----- Available records
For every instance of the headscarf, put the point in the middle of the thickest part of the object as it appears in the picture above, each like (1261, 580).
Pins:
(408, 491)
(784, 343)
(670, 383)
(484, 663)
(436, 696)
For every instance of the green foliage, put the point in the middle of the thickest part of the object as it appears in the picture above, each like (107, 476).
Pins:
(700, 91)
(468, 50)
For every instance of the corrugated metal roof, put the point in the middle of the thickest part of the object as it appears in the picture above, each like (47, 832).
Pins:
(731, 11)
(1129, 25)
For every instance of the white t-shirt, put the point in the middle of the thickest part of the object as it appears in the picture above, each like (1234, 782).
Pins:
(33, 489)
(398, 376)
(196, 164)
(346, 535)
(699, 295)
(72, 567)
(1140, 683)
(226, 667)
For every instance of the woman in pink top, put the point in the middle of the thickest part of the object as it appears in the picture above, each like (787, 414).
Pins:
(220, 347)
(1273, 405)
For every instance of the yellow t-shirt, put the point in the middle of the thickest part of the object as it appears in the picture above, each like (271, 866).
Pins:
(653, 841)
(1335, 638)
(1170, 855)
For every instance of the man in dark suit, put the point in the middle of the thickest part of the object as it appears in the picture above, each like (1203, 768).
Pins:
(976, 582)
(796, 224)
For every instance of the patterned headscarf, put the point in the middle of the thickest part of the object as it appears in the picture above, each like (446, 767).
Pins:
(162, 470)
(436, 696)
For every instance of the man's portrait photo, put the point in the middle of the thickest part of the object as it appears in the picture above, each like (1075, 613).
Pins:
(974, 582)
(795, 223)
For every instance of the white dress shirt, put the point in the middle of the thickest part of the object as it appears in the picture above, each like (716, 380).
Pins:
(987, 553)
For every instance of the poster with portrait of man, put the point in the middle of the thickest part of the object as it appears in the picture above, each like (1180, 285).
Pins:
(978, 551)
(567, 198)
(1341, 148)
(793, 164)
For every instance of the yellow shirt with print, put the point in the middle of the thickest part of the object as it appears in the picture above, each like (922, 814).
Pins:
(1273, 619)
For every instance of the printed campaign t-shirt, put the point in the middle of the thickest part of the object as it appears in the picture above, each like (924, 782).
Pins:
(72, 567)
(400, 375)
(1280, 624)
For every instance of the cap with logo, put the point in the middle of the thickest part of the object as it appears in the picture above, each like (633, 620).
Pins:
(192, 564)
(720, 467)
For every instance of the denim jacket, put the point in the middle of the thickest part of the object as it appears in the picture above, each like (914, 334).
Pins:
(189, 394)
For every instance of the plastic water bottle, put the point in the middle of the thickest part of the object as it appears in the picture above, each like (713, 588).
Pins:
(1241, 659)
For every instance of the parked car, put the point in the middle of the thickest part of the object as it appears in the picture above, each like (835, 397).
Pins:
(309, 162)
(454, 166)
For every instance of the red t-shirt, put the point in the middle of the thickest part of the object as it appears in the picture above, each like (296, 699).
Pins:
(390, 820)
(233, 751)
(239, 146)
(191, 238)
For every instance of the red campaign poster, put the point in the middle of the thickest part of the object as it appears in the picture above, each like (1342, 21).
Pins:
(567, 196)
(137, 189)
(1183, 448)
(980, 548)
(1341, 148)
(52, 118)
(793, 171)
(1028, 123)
----------
Exercise prompt:
Could you repeat all of the material above exactly?

Response to this exercise:
For every instance of the headscarf, put the point in the middle of the thickest part of the object as it appears in the picture above, each like (1261, 580).
Pins:
(408, 491)
(784, 343)
(670, 383)
(484, 663)
(436, 696)
For every instance of the green foliage, put the point in the middle of the thickest part of the object as it appears in the picture above, each like (107, 476).
Pins:
(700, 91)
(468, 50)
For every instance of the corrugated metal roof, put the point in the middle of the thickest part of the object as it appears in the picture above, each like (47, 832).
Pins:
(731, 11)
(1129, 25)
For every instance of the white t-shirt, put the point in the middle of the thickest part of the object as it appears in the picture above, each like (1234, 782).
Pins:
(33, 489)
(398, 376)
(196, 164)
(346, 535)
(699, 295)
(72, 567)
(1140, 683)
(226, 667)
For every instance of the woman in pink top, put the point in the middle of the thickest part of the object as it appears in the picture above, each like (787, 414).
Pins:
(220, 347)
(1273, 405)
For every instance of the yellow t-shirt, put the point in the middle of the thickest part of the object as it appears in the picture above, each like (271, 866).
Pins:
(653, 841)
(1335, 638)
(1170, 855)
For every instance of the man in dark suit, put the point in the middle of the thickest part of the object as it appears in the picture above, each like (1203, 768).
Pins:
(976, 582)
(796, 224)
For every instance of the patterned headscarf, put the point in the middle of the thickest part of the object as it appears in the picture above, each like (446, 767).
Pins:
(162, 470)
(436, 696)
For every instance of the man's portrait photo, put the point in the middle of the thickest part of the object as it appears in the picture above, each like (1075, 613).
Pins:
(974, 582)
(795, 223)
For every instance of the white dress shirt, put the point in the middle of the thickest part of the object as it appears in the picture above, each like (716, 380).
Pins:
(987, 553)
For every instance of the poster with portrait of man, put the point in the middle of the thickest part of the object as it appears in the picture above, each like (1180, 285).
Pins:
(978, 551)
(567, 198)
(1341, 148)
(793, 164)
For every instance of the yellow shirt with print, put the point in the middle of the thickest part of the object as it appears in the picture above, each like (922, 814).
Pins:
(1273, 619)
For every instance of the printed campaign t-shirt, put the point in the middle of the thickest part of the object as it appears in the picture above, each like (924, 782).
Pins:
(72, 567)
(400, 375)
(1280, 624)
For every instance of the cap with logo, put the point in the middle of the thickest part of the object as it appears in the picture above, each like (633, 620).
Pins:
(192, 564)
(720, 467)
For every instance of the denim jacket, put the point in the middle of the thickest part of the object as it appears in the picture above, each like (914, 334).
Pins:
(189, 394)
For every instance of the plastic water bottle, put the point in the middle of the thickest part of the object as it appears in the picture above, each like (713, 588).
Pins:
(1241, 659)
For every instance of the parked car, put the point in the middle of the thickest part of the object as it appears in the picture above, each like (835, 397).
Pins:
(309, 162)
(454, 166)
For every instance of the red t-shirt, put the point in the middle of the thickest part of the object as it appears in the picture above, each like (296, 699).
Pins:
(390, 820)
(233, 751)
(239, 146)
(191, 238)
For every instance of the red campaign poster, put the point in the middle of the thickest part of the object as it appears in the picture above, each like (1342, 21).
Pins:
(567, 196)
(137, 189)
(1183, 448)
(980, 548)
(1341, 148)
(52, 118)
(793, 171)
(1028, 123)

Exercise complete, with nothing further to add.